* **QUOTED PASSAGE**
** BEGIN **
In new book, Lee Yaron tells Israel’s story through intimate accounts of Oct. 7 victims
The Haaretz journalist digs into the experiences and histories of more than 100 civilians and interweaves Jewish and Israeli history as well as political analysis through the chapters

courtesy/URI BAREKET
10/7: 100 Human Stories/Lee Yaron
Just a few weeks after the Oct. 7 Hamas terror attacks in Israel, Haaretz journalist Lee Yaron began gathering testimonies from the massacres and learning the personal stories of their victims. Having been thousands of miles away on the day of the attacks, at Columbia University where the Israeli reporter was on a fellowship, Yaron seized the only tool she felt she had to help the victims — to tell their stories thoroughly and faithfully and ensure they are remembered. In her book, 10/7: 100 Human Stories, which was released in September, Yaron digs deep into the experiences and histories of more than 100 civilians — spanning the gamut of Israeli society as well as foreign victims — through interviews with survivors, the bereaved and first responders.
Interwoven through the personal stories Yaron, 30, provides Jewish and Israeli historical background as well as political analysis. “I wanted the book to be a way to understand — not just to get to know the victims — but understand Israel and the history of the conflict better,” Yaron said in an interview with Jewish Insider during which she also discussed the impact Oct.7 had on Israel’s peace camp, the reaction of the global left to the Hamas attacks and the gender aspect of Israel’s intelligence failure leading up to Oct. 7.
The following interview is lightly edited for clarity.
Jewish Insider: What made you decide to write this book?
Lee Yaron: I started very early, in the end of October, and I just felt I needed to do something. There’s not much you can do for the dead. So the thing I felt like I could do is to write, and I really wanted to tell the story of Oct. 7 from the bottom-up. I couldn’t hear the politicians anymore. You know, all of these people taking this innocent civilian’s life and just revealing and mistelling their stories. And I wanted to hear it, to learn about them first, to learn about their lives and their beliefs and their communities, and as you saw, I went really deep on the research of their families’ histories two and three generations back, because I tried to understand Israel again and the Israeli-Palestinian conflict through these victims to use their stories as a mirror for a bigger story. But it started just from, you know, we’re after Yom Kippur now, and I really felt like I wanted to ask them, “slicha” [sorry], and I wanted to do something for them, at least to make them remembered.
JI: Was there anything that shocked you that you hadn’t already known, that you hadn’t heard already in the stories already out there?
** END **
* **DATA EXTRACT**
** BEGIN **
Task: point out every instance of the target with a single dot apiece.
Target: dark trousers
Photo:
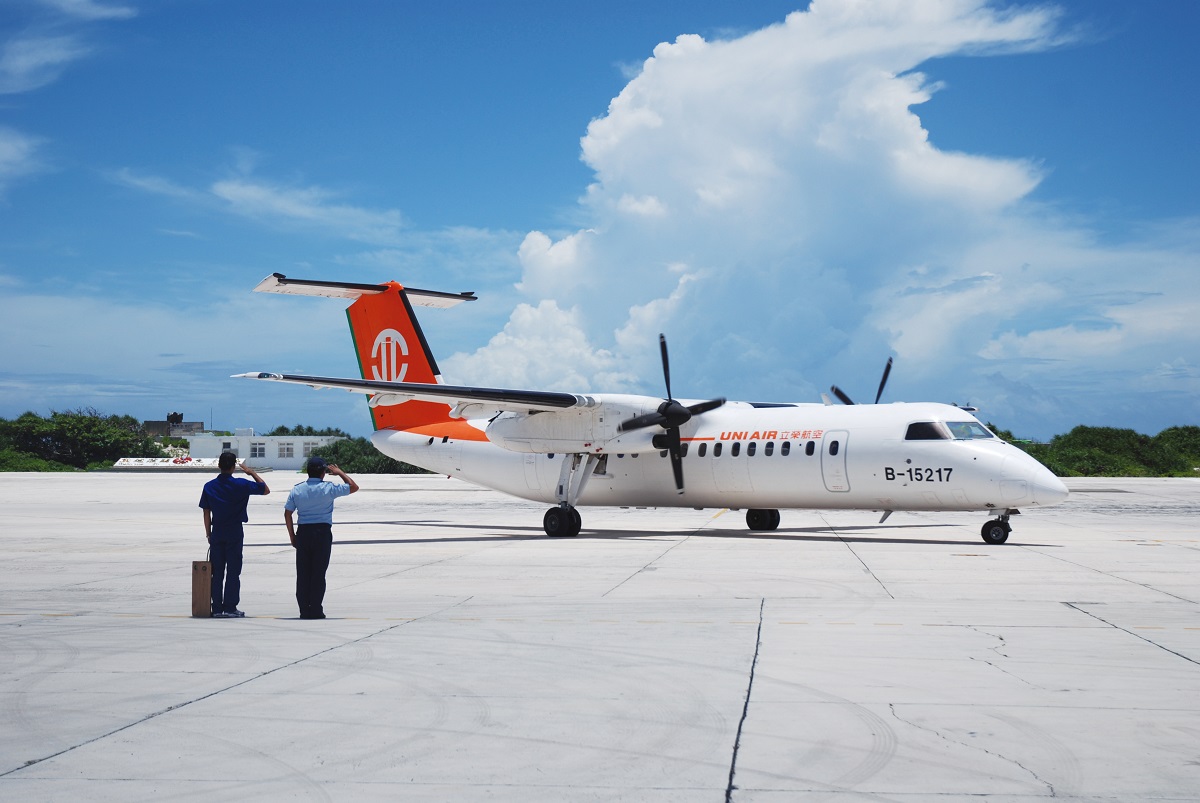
** END **
* **DIRECTIVE 1**
Please restate the stretch of the Lee Yaron article from "Interwoven through the" through "write this book?", swapping "Jewish Insider" for "the news site".
* **DIRECTIVE 2**
In the Lee Yaron article, which topics does the introduction say Yaron also discussed in the interview?

* **EXERCISE ANSWER 1**
Interwoven through the personal stories Yaron, 30, provides Jewish and Israeli historical background as well as political analysis. “I wanted the book to be a way to understand — not just to get to know the victims — but understand Israel and the history of the conflict better,” Yaron said in an interview with the news site during which she also discussed the impact Oct.7 had on Israel’s peace camp, the reaction of the global left to the Hamas attacks and the gender aspect of Israel’s intelligence failure leading up to Oct. 7.
The following interview is lightly edited for clarity.
the news site: What made you decide to write this book?

* **EXERCISE ANSWER 2**
- The impact Oct. 7 had on Israel's peace camp
- The reaction of the global left to the Hamas attacks
- The gender aspect of Israel's intelligence failure leading up to Oct. 7